#### [Data to examine]

·····

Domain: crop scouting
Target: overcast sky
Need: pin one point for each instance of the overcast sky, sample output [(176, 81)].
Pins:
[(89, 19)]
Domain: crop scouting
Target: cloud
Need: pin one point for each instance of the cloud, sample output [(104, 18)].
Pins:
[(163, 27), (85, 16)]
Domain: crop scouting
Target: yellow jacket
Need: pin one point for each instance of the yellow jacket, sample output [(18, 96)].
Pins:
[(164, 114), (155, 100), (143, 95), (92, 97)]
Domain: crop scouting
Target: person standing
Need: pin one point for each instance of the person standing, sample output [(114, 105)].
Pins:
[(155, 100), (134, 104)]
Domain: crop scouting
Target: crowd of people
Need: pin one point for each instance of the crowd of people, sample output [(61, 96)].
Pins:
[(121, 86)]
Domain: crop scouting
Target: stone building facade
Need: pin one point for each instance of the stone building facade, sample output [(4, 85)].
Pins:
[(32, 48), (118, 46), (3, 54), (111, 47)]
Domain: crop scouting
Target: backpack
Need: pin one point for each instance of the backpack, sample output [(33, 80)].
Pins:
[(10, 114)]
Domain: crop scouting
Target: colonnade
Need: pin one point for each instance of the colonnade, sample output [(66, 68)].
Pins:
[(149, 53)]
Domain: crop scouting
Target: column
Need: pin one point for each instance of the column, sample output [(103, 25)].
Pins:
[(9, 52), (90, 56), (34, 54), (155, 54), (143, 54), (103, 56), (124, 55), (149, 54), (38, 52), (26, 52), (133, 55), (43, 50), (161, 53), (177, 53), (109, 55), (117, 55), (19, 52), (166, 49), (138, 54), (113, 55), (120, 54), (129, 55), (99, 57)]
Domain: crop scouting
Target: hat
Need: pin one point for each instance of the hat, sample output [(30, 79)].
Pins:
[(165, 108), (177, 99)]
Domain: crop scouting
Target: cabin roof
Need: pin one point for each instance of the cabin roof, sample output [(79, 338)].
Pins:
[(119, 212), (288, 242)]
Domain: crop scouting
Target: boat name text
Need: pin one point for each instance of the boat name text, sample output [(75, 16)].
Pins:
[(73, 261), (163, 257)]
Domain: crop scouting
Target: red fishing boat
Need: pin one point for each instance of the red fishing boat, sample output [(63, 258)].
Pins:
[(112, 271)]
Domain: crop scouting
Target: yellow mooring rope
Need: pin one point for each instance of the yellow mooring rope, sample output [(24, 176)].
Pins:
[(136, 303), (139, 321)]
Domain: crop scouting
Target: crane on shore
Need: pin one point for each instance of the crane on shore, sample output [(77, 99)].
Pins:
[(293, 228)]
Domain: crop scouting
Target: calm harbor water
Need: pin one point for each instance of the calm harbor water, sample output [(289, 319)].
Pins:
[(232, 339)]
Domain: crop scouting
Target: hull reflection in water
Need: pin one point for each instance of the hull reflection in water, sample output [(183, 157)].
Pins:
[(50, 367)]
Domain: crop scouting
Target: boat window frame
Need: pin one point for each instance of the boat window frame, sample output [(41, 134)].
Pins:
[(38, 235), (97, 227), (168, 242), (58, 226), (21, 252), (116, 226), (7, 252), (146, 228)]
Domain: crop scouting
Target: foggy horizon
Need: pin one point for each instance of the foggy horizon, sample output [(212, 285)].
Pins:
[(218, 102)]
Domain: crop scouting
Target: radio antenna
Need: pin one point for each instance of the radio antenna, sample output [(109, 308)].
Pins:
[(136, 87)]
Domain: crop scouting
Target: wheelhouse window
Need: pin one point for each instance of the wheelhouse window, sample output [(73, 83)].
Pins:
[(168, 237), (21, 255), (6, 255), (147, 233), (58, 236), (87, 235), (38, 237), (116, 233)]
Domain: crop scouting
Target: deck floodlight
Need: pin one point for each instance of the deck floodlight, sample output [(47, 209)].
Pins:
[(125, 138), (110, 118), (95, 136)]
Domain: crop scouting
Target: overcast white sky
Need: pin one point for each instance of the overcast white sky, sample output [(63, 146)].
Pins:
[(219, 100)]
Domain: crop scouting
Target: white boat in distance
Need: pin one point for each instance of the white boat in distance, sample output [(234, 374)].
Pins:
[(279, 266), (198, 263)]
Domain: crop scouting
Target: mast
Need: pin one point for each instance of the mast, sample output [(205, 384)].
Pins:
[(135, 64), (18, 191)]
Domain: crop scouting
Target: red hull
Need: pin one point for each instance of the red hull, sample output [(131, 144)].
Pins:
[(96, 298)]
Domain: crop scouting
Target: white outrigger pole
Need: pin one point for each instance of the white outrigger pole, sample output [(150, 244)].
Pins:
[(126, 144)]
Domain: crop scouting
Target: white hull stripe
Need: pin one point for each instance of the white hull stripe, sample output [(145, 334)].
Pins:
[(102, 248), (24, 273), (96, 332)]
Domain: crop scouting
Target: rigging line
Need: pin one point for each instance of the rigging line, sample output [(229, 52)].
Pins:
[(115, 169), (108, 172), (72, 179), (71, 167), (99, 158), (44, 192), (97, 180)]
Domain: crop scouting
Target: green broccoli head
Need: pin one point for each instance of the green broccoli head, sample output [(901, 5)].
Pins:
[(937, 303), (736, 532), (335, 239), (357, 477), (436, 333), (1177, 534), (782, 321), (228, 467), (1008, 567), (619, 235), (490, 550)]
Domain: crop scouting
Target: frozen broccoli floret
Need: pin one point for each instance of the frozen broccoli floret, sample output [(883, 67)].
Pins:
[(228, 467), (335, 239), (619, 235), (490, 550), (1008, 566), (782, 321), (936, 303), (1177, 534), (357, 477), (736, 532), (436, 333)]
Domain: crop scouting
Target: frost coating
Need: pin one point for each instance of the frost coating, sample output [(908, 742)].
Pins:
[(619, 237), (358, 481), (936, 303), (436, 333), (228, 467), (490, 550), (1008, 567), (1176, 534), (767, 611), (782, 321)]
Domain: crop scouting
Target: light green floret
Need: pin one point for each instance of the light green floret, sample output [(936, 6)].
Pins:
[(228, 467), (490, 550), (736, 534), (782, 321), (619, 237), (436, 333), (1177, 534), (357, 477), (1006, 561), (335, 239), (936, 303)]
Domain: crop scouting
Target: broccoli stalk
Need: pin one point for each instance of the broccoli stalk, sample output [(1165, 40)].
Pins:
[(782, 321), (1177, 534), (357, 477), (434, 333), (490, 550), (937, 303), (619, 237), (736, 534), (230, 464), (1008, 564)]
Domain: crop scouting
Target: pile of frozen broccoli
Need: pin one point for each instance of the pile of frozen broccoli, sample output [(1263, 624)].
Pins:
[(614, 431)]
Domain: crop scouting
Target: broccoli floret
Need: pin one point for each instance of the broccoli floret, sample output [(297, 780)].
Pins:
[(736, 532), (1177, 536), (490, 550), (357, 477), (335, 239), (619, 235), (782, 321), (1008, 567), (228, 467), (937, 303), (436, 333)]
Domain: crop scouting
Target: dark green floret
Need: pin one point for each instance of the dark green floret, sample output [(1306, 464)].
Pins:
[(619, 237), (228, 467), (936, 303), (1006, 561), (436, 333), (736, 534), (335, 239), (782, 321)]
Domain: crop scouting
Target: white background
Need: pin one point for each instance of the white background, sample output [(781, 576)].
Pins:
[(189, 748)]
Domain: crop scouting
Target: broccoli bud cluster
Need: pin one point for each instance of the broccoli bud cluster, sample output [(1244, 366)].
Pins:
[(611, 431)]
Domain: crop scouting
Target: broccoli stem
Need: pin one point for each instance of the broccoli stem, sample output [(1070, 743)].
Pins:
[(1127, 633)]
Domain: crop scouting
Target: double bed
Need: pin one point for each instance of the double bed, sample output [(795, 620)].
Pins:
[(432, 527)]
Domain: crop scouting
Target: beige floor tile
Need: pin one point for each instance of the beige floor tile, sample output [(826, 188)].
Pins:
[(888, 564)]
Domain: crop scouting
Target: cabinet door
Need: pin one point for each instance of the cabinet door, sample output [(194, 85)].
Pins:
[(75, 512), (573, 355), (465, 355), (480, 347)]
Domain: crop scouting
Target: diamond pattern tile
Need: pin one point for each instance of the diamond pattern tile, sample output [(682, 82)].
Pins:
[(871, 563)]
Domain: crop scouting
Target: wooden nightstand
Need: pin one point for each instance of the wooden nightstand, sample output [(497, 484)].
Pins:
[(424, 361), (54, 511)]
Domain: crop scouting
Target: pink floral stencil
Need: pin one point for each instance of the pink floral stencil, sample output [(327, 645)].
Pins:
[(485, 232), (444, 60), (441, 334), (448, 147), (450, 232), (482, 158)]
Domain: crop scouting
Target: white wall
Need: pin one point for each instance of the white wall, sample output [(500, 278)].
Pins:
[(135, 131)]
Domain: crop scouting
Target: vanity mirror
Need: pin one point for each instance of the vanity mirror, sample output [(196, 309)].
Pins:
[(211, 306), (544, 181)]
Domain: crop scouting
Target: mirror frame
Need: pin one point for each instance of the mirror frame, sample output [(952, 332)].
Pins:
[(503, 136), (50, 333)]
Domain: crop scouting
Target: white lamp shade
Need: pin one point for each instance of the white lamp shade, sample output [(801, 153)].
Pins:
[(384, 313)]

·····

#### [Task statement]
Reproduce, exactly as they stand in the data above, the lines from the one that holds "Need: pin one point for each instance of the light" to the one that holds "Need: pin one point for each instance of the broccoli bud", inclusive.

#### [Solution below]
Need: pin one point for each instance of the light green floret, sample output [(936, 6)].
Pins:
[(228, 467), (490, 550), (736, 534), (782, 321), (619, 237), (436, 333), (1177, 534), (357, 477), (1006, 561), (335, 239), (936, 303)]
Domain: crop scouting
Target: broccoli stalk
Need: pin one point for each instance of the broccoli stalk, sample output [(1165, 40)].
Pins:
[(782, 321), (1177, 534), (357, 477), (434, 333), (490, 550), (937, 303), (619, 237), (736, 534), (230, 464), (1008, 564)]
Domain: crop scouting
Target: pile of frozen broccoli
Need: pin one point for each instance of the pile of frozen broccoli, sample output [(1263, 624)].
Pins:
[(614, 431)]
Domain: crop scouting
Target: broccoli floret
Need: pin one point for each instance of the broccoli floret, sample output [(297, 780)].
Pins:
[(736, 532), (1177, 536), (490, 550), (357, 477), (335, 239), (619, 235), (782, 321), (1008, 567), (228, 467), (937, 303), (436, 333)]
Domain: crop scouting
Target: dark green floret
Need: pin one point for each instance of the dark green floret, sample output [(1306, 464)].
Pins:
[(619, 237), (228, 467), (936, 303), (1006, 561), (436, 333), (736, 534), (335, 239), (782, 321)]
Domain: crop scouting
Target: white background
Need: pin one point for each instance of the white background, sample output [(781, 576)].
Pins:
[(189, 748)]
Domain: crop scouting
Target: broccoli bud cluster
Need: pin one point for each instance of the broccoli bud cluster, sample output [(1244, 366)].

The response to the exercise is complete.